SELECTED EXCERPT
= = = = =

Detailed Implementation Plan

1) Instrumentation in llm.py (source of truth)

Implement a provider-normalization layer around every outbound model call:

  1. Capture request metadata before call:
  2. run_id, stage, provider, model, prompt_variant, started_at
  3. Execute provider call unchanged.
  4. Read raw provider response and parse usage fields:
  5. OpenAI-style: usage.prompt_tokens, usage.completion_tokens, reasoning fields when present
  6. Anthropic-style: input_tokens, output_tokens, thinking-token fields when present
  7. Gemini/OpenRouter: normalized usage from provider envelope
  8. Persist raw usage payload JSON for audit (raw_usage_json) plus normalized fields.

2) Token schema and persistence

Create a DB table such as:

CREATE TABLE llm_call_usage (
  id UUID PRIMARY KEY,
  run_id TEXT NOT NULL,
  stage TEXT NOT NULL,
  provider TEXT NOT NULL,
  model TEXT NOT NULL,
  input_tokens INT,
  output_tokens INT,
  reasoning_tokens INT,
  cached_tokens INT,
  cost_usd NUMERIC(12,6),
  latency_ms INT,
  raw_usage_json JSONB,
  created_at TIMESTAMPTZ DEFAULT NOW()
);

And a summary view/table:

CREATE MATERIALIZED VIEW llm_run_usage_summary AS
SELECT run_id,
       SUM(input_tokens) AS input_tokens,
       SUM(output_tokens) AS output_tokens,
       SUM(reasoning_tokens) AS reasoning_tokens,
       SUM(cost_usd) AS total_cost_usd,
       COUNT(*) AS call_count
FROM llm_call_usage
GROUP BY run_id;

3) Cost engine

Add a pricing_catalog keyed by provider+model with time-versioned rates: - input per 1k tokens - output per 1k tokens - reasoning per 1k tokens (if billed separately)

Cost formula per call:

cost = (input_tokens/1000)*rate_in + (output_tokens/1000)*rate_out + (reasoning_tokens/1000)*rate_reason

Store calculated cost and the pricing_version used for reproducibility.

4) API/report integration

  • Extend run status endpoint with:
  • total tokens and cost
  • stage-by-stage usage table
  • model/provider breakdown
  • Add a report section in generated plan artifacts:
  • “Cost & Token Accounting”
  • includes confidence note when provider usage is partially missing.

5) Structured output handling rule

Critical implementation detail: - Usage is captured from provider raw envelope before JSON parsing/validation. - Structured-output parse failures should not lose token accounting.

= = = = =

INFORMATION
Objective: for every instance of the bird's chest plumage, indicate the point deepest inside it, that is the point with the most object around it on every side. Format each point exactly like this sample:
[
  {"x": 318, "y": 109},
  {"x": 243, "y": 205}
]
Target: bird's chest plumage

= = = = =

SET OF TASKS
1. According to the implementation plan, why does the cost engine store the pricing_version along with each calculated cost? Answer in one to three sentences.
2. For each statement, say whether it agrees with the implementation plan. Give yes or no and quote the deciding words of the text.
(a) The outbound provider call itself is modified to capture usage.
(b) The summary view totals usage per run.
(c) The pricing catalog holds fixed rates that do not change over time.
3. Reproduce the part of the implementation plan starting at "Store calculated cost" and ending at "is partially missing.".
Nothing in the data is needed for this work.

SOLUTIONS TO EACH TASK
1. The plan has the pricing_version stored alongside the calculated cost "for reproducibility." Because the pricing catalog uses time-versioned rates, recording the version makes clear which rates produced a given cost.

2.
(a) No: "Execute provider call unchanged."
(b) Yes: "GROUP BY run_id"
(c) No: "time-versioned rates"

3.
Store calculated cost and the pricing_version used for reproducibility.

4) API/report integration

  • Extend run status endpoint with:
  • total tokens and cost
  • stage-by-stage usage table
  • model/provider breakdown
  • Add a report section in generated plan artifacts:
  • “Cost & Token Accounting”
  • includes confidence note when provider usage is partially missing.